Root cause analysis prevents repeating the same mistakes. Log failures and patterns.

Graceful Degradation

When agents fail completely, degrade to simpler solutions.

class DegradingAgent {
  async runWithFallback(task: string): Promise<string> {
    // Try level 1: Full agent with tools
    try {
      return await this.runFullAgent(task);
    } catch (error) {
      console.log(`Full agent failed: ${(error as Error).message}. Degrading...`);
    }

    // Try level 2: Agent without tools (just reasoning)
    try {
      return await this.runAgentNoTools(task);
    } catch (error) {
      console.log(`Agent without tools failed. Degrading...`);
    }

    // Try level 3: Simple LLM prompt
    try {
      return await this.runSimplePrompt(task);
    } catch (error) {
      console.log(`Simple prompt failed. Returning error response.`);
    }

    // Level 4: Return error message to user
    return `Unable to complete task: "${task}". Please try again or contact support.`;
  }

  private async runFullAgent(task: string): Promise<string> {
    // Full agent with all tools
    return 'Full agent result';
  }

  private async runAgentNoTools(task: string): Promise<string> {
    // Agent without tool use, pure reasoning
    return 'Reasoning-only result';
  }

  private async runSimplePrompt(task: string): Promise<string> {
    // Simple LLM call with no agent loop
    return 'Simple result';
  }
}

Graceful degradation ensures users get a response even when advanced features fail.

Checklist

  • Detection: monitor for max iterations, timeouts, contradictions, hallucinations, loops
  • Reflection: ask agent what went wrong and suggest alternatives
  • Alternatives: maintain tool fallback chains
  • Escalation: human-in-the-loop for permission-required actions
  • Checkpoints: save state before expensive operations
  • Analysis: understand root causes of failures
  • Degradation: fall back to simpler solutions

Conclusion

Agent failures are inevitable. Build detection, recovery, and fallback mechanisms into every agent. Detect failures early, reflect and recover when possible, escalate to humans for critical decisions, and degrade gracefully. With proper error handling, agents become reliable systems, not unreliable toys.

(Entries taken from a collection)

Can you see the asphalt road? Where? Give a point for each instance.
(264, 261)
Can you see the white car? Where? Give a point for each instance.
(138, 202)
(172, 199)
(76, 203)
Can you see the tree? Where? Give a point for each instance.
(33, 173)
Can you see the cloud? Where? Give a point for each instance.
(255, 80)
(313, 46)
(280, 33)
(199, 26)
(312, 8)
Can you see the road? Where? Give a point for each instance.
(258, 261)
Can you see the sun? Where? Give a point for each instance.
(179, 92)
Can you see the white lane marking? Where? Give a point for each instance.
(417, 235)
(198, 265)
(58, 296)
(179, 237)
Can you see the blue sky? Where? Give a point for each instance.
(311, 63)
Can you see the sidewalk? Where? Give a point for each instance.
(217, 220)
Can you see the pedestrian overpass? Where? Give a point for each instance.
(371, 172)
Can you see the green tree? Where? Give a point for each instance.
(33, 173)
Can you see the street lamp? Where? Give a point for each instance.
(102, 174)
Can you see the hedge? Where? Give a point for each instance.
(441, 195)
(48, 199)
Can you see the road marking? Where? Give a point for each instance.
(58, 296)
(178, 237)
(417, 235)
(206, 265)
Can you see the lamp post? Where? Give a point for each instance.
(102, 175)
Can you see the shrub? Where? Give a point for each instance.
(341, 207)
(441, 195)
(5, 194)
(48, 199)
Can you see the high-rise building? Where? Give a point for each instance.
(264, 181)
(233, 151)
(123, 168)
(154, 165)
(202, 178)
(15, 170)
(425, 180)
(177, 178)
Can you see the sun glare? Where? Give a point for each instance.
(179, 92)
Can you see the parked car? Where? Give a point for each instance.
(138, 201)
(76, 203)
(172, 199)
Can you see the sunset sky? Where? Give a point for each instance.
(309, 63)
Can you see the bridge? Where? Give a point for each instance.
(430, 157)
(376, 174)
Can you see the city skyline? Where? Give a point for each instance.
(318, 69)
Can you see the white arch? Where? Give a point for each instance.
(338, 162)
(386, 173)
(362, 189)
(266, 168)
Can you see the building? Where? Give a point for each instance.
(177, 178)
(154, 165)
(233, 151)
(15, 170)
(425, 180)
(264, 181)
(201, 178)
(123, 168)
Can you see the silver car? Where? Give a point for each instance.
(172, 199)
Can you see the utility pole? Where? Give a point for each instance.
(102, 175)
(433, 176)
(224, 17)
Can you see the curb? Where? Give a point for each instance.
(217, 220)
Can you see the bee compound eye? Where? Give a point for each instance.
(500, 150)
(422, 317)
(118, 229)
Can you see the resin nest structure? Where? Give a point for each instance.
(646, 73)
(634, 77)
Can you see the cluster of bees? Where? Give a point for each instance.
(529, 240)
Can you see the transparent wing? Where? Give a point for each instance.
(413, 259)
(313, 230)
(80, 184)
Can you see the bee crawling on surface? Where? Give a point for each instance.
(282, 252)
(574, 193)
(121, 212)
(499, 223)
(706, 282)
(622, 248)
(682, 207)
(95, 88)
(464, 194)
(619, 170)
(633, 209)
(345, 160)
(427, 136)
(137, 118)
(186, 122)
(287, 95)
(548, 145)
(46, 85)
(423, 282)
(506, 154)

(WORK REQUEST 1): According to the agent failure-handling text, why should a failing agent fall back to simpler solutions?
(WORK REQUEST 2): From the agent failure-handling text, extract the passage from "Root cause analysis" up to and including "to simpler solutions.".

(FINAL ANSWER 1): Graceful degradation ensures that users still get a response even when advanced features fail. In the example, the agent drops from the full agent with tools to an agent without tools, then to a simple LLM prompt, and finally returns an error message to the user.

(FINAL ANSWER 2):
Root cause analysis prevents repeating the same mistakes. Log failures and patterns.

Graceful Degradation

When agents fail completely, degrade to simpler solutions.